---- Information provided

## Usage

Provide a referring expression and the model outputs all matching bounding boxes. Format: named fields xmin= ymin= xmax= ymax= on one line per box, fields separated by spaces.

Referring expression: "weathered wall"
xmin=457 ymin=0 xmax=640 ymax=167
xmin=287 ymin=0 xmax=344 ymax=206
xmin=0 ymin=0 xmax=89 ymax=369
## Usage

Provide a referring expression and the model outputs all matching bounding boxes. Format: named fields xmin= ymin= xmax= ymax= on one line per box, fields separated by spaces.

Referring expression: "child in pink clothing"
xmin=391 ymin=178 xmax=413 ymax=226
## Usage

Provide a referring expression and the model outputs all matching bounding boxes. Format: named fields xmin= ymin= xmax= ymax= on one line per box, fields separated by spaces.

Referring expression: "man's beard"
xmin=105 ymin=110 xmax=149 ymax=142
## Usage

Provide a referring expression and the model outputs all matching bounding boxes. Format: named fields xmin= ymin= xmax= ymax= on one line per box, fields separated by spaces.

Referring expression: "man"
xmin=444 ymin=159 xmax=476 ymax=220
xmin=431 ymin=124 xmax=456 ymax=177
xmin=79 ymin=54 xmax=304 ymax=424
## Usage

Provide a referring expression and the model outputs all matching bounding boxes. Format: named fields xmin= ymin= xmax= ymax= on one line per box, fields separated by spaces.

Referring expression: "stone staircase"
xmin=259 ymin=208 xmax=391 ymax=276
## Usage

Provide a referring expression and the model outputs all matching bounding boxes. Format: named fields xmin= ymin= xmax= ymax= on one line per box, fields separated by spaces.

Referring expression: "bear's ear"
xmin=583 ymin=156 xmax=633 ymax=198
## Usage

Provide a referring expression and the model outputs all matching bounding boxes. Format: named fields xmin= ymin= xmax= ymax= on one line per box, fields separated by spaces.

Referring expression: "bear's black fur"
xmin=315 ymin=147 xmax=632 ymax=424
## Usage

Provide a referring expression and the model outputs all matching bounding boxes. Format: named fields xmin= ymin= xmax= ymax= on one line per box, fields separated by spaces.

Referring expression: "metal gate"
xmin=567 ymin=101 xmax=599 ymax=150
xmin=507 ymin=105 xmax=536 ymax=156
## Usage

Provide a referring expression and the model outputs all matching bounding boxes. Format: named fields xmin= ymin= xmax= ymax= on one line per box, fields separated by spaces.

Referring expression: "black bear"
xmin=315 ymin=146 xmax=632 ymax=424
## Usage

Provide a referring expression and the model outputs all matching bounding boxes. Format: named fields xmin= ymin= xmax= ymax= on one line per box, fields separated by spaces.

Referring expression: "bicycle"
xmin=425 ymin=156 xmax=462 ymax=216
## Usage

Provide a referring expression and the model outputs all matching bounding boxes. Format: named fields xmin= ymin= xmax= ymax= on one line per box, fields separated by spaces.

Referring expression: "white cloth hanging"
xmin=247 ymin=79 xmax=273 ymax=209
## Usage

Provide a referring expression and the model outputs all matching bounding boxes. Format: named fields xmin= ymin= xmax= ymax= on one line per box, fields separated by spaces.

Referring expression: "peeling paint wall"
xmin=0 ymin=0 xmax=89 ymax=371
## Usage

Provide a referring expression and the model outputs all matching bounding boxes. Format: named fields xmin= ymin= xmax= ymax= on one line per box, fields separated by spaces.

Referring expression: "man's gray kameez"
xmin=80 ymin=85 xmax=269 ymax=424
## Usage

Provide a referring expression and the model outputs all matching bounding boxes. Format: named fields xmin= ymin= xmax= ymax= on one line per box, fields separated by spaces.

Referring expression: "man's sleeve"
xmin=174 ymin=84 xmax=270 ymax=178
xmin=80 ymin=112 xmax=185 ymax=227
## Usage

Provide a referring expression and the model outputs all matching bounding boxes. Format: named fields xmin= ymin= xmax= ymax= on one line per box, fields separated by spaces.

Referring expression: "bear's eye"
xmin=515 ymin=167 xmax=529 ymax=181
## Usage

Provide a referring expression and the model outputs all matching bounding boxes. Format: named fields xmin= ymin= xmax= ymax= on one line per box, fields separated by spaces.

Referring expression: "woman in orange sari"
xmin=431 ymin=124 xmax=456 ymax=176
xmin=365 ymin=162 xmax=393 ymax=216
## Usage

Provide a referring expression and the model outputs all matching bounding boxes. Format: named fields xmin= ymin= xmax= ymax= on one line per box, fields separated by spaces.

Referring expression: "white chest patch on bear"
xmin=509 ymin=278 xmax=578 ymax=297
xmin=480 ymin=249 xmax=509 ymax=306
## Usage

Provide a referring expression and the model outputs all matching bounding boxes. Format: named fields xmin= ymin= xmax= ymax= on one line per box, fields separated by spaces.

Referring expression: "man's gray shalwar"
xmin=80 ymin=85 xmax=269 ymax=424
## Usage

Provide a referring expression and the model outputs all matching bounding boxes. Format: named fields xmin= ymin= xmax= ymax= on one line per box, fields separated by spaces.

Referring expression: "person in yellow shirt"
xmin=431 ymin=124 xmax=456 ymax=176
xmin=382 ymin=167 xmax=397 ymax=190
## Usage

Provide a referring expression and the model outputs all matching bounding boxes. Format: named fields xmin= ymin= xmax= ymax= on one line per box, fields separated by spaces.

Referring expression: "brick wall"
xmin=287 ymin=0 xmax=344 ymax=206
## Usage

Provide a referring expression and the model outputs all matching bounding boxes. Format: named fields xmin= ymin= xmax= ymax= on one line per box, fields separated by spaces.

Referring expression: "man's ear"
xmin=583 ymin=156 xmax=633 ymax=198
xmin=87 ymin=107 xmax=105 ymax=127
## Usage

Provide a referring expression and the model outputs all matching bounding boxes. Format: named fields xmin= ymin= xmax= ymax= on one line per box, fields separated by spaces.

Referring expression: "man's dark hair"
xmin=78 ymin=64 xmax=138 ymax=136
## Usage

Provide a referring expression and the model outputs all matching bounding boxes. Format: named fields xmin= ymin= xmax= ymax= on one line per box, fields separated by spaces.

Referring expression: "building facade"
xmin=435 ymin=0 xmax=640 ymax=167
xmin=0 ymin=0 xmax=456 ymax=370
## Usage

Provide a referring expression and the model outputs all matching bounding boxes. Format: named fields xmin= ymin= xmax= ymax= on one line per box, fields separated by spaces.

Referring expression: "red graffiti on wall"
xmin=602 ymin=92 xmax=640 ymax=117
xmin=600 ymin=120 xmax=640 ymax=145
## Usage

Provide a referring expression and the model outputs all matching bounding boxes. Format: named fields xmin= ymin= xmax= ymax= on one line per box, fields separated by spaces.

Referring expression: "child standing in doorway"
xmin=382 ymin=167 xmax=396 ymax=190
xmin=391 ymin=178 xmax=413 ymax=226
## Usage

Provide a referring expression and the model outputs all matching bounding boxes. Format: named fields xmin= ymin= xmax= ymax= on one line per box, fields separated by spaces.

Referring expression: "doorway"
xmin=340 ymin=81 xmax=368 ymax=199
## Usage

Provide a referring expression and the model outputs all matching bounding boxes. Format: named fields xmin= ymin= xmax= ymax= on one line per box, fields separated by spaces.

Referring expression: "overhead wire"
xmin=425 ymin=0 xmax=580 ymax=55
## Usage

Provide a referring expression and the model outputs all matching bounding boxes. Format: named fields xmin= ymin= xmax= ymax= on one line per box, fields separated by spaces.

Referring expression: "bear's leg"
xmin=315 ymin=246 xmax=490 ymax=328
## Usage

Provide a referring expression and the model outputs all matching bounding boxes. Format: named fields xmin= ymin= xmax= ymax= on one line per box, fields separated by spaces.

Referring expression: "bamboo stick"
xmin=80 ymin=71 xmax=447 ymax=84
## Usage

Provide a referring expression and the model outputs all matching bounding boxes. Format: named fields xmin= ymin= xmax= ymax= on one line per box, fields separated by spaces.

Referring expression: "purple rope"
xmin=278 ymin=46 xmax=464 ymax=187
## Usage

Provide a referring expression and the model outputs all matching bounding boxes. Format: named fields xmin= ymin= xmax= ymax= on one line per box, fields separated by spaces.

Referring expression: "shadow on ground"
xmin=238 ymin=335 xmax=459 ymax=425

--------

* Required work: Please copy the data word for word, starting at its first line and ending at the line that contains "xmin=0 ymin=0 xmax=89 ymax=369", with both of those lines included.

* Exercise solution:
## Usage

Provide a referring expression and the model outputs all matching bounding boxes. Format: named fields xmin= ymin= xmax= ymax= on one line per box, fields separated by spaces.

Referring expression: "weathered wall"
xmin=457 ymin=0 xmax=640 ymax=167
xmin=287 ymin=0 xmax=344 ymax=206
xmin=0 ymin=0 xmax=89 ymax=369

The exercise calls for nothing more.